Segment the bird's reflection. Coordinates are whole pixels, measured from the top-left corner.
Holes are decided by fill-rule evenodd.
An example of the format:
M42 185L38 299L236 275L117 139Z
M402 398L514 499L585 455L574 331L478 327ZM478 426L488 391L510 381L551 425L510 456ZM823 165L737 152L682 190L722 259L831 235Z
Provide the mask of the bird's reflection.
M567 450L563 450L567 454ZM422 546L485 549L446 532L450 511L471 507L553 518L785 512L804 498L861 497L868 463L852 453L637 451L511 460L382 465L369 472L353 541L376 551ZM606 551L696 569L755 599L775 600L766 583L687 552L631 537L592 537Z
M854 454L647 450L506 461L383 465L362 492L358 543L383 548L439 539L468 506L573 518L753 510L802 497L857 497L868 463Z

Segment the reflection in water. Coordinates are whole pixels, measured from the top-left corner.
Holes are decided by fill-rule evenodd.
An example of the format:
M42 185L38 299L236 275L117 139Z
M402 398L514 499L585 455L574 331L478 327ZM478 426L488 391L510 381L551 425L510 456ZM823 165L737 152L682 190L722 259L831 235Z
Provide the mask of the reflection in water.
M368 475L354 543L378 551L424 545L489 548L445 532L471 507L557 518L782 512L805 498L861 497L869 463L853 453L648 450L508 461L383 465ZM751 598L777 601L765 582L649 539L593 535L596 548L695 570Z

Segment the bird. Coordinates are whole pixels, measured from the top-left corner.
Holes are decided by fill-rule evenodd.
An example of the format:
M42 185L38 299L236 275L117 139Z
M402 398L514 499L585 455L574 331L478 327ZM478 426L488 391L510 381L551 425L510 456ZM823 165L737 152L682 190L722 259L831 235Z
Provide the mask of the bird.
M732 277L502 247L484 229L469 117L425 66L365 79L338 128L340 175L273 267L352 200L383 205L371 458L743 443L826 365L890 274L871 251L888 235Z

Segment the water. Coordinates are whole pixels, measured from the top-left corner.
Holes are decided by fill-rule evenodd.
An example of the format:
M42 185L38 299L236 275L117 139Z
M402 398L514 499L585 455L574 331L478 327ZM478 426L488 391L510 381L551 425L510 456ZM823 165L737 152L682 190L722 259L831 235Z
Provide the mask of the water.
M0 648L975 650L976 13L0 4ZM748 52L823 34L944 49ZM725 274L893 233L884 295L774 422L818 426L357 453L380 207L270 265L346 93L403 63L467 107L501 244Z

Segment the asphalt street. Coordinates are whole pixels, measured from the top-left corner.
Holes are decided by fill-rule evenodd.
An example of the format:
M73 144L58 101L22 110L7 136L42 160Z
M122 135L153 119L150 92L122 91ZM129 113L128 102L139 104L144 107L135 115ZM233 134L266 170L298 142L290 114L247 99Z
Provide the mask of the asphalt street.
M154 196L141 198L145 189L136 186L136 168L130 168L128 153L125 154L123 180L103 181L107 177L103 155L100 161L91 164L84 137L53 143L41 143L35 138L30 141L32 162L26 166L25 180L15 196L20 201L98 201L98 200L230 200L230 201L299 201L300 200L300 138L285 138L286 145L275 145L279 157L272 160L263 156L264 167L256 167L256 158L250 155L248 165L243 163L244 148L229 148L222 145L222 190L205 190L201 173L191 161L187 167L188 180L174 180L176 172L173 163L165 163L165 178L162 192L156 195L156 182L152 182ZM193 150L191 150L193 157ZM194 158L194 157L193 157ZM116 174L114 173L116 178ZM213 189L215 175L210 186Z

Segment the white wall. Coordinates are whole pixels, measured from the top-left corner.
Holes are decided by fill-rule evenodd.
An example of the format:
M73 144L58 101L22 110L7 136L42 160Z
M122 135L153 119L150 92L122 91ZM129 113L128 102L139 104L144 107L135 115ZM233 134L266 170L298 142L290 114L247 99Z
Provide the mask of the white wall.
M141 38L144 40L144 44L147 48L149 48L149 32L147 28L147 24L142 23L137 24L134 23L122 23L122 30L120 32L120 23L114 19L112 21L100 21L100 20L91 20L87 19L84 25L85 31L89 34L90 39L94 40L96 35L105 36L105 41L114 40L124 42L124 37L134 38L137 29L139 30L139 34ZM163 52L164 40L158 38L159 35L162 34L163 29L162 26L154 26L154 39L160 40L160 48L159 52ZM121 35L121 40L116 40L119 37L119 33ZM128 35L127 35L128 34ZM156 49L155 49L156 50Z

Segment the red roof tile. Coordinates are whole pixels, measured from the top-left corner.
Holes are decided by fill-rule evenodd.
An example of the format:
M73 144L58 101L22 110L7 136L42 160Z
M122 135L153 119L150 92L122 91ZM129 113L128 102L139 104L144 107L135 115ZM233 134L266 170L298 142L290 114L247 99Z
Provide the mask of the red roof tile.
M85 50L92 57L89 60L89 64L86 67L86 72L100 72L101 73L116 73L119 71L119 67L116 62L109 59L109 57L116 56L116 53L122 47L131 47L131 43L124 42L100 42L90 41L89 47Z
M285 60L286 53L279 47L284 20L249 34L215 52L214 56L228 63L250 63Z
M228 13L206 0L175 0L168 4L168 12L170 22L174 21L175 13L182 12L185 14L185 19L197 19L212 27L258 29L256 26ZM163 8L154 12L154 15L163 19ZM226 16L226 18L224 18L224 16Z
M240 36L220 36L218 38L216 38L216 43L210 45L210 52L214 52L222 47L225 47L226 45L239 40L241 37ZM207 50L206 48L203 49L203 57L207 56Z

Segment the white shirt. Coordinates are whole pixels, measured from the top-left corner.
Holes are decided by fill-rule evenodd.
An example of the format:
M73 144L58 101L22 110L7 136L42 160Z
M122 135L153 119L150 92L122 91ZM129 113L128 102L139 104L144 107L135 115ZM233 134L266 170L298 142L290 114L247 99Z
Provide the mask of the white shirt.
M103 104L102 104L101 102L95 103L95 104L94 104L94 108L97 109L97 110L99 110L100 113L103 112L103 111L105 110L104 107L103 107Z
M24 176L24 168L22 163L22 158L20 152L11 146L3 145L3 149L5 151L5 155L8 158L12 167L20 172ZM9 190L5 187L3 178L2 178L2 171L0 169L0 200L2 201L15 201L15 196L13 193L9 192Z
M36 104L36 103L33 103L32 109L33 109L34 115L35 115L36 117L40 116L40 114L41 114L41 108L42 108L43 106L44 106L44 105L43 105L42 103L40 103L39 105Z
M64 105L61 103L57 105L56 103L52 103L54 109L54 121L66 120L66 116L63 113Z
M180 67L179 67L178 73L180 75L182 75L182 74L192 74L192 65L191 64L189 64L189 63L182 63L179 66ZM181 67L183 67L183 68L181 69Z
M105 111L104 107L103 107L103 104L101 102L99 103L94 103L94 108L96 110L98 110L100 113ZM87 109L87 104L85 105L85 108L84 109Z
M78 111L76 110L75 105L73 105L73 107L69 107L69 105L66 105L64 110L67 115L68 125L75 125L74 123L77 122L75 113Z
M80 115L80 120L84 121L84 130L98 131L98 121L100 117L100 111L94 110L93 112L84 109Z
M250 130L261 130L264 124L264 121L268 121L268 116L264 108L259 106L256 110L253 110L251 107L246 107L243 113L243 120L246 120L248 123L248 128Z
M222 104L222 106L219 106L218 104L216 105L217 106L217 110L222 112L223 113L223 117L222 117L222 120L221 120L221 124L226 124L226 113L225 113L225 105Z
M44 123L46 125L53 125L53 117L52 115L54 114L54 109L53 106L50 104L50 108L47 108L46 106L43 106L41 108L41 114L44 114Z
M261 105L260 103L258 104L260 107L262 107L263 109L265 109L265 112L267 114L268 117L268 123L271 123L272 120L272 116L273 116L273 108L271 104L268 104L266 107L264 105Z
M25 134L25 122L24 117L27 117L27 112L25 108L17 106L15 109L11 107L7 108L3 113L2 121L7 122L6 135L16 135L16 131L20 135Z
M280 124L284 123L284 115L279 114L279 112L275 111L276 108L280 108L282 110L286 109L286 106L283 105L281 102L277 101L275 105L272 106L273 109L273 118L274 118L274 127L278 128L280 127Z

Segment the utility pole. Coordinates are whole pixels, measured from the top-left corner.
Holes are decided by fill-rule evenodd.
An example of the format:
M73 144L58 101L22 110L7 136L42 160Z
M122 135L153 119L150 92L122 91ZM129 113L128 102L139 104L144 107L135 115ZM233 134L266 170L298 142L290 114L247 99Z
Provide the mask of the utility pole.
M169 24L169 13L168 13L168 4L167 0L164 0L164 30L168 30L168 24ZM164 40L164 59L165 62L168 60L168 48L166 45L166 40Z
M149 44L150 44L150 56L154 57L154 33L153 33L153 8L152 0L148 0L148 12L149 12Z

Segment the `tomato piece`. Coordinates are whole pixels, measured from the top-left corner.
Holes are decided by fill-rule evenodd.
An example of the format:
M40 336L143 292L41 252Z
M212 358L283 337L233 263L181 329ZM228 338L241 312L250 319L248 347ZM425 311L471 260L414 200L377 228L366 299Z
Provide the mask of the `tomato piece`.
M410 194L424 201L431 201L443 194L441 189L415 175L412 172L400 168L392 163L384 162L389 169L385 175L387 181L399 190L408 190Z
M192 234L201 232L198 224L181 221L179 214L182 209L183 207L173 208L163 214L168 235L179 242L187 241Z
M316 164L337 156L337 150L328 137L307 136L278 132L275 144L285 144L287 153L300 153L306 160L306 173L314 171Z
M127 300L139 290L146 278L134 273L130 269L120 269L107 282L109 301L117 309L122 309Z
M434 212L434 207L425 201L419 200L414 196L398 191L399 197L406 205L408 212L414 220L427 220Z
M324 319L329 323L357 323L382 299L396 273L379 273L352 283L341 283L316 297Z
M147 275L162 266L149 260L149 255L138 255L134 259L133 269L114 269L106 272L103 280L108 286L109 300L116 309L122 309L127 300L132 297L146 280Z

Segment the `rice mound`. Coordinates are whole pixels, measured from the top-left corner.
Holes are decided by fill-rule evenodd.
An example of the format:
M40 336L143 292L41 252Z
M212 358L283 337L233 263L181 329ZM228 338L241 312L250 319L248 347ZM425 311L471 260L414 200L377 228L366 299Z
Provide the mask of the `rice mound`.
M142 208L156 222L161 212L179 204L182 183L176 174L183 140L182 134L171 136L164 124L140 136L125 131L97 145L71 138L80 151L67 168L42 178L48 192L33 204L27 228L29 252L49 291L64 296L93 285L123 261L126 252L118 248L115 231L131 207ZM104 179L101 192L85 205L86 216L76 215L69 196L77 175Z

◆ ◆ ◆

- [WORK ITEM]: What lines in the entries contain "from"? Report each one by copying it.

- [SOLUTION]:
Segment the bird's reflection. Coordinates are whole pixels, measured from the top-left corner.
Segment the reflection in water. Coordinates are whole pixels, measured from the top-left corner.
Segment the bird. Coordinates are whole pixels, measured from the top-left corner.
Segment the water. Coordinates are whole pixels, measured from the top-left corner.
Segment the asphalt street. Coordinates are whole pixels, measured from the top-left corner.
Segment the white wall. Coordinates are whole pixels, measured from the top-left corner.
Segment the red roof tile. Coordinates are whole pixels, measured from the top-left corner.
Segment the white shirt. Coordinates are whole pixels, measured from the top-left corner.
Segment the utility pole. Coordinates are whole pixels, measured from the top-left corner.
Segment the `tomato piece`. Coordinates are whole pixels, measured from the top-left corner.
Segment the `rice mound`. Coordinates are whole pixels, measured from the top-left corner.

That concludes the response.